» **Activity**
Once you reach the line containing "Target: group of people" in the data below, restate each line word for word up to and including the one containing "Target: shoe".
* * * * * * *
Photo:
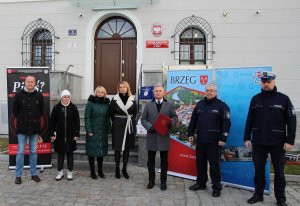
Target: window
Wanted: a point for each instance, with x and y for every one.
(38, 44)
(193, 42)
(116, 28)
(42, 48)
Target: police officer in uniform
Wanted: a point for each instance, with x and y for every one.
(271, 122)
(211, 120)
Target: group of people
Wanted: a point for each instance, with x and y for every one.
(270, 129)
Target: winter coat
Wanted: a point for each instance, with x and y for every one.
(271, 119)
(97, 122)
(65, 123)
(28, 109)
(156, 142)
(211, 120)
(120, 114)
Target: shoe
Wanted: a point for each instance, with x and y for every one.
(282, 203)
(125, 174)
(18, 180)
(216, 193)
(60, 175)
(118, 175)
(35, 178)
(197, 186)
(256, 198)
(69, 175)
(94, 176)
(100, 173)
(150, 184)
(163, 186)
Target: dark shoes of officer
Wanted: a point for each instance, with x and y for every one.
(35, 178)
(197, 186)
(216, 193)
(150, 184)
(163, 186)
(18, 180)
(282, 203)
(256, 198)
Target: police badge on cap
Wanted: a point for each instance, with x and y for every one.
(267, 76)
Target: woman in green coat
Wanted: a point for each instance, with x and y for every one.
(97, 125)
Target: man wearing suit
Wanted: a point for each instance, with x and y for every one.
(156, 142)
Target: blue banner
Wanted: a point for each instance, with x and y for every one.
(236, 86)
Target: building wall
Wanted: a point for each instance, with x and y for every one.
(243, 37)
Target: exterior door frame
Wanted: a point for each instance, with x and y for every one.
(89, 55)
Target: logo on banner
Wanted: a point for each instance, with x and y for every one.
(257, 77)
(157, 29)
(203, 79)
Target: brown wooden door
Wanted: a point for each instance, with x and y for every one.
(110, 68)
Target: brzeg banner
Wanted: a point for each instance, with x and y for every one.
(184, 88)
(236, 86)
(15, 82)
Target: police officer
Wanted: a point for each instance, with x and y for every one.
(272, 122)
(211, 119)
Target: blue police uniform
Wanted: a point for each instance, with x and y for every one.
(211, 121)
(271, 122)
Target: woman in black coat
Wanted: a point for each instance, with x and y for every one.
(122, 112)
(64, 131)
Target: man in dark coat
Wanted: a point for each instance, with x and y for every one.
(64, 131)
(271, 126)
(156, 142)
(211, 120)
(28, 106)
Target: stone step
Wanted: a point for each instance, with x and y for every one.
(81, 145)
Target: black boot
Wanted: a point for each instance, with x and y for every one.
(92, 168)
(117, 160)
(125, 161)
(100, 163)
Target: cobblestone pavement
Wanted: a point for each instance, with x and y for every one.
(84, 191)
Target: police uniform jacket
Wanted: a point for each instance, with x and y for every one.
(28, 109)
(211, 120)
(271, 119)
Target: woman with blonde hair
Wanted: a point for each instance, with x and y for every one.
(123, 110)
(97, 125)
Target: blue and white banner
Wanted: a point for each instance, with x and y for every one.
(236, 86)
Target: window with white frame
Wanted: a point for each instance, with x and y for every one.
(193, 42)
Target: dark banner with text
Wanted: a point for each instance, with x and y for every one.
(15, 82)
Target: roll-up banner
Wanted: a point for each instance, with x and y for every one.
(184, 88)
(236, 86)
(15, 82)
* * * * * * *
» **Answer to this exercise**
Target: group of people
Wanted: a point for each instance, with x and y for every one.
(270, 129)
Target: winter coat
Wanted: a point for each instance, with x and y for every one.
(271, 119)
(97, 122)
(65, 123)
(28, 109)
(156, 142)
(211, 120)
(120, 114)
Target: shoe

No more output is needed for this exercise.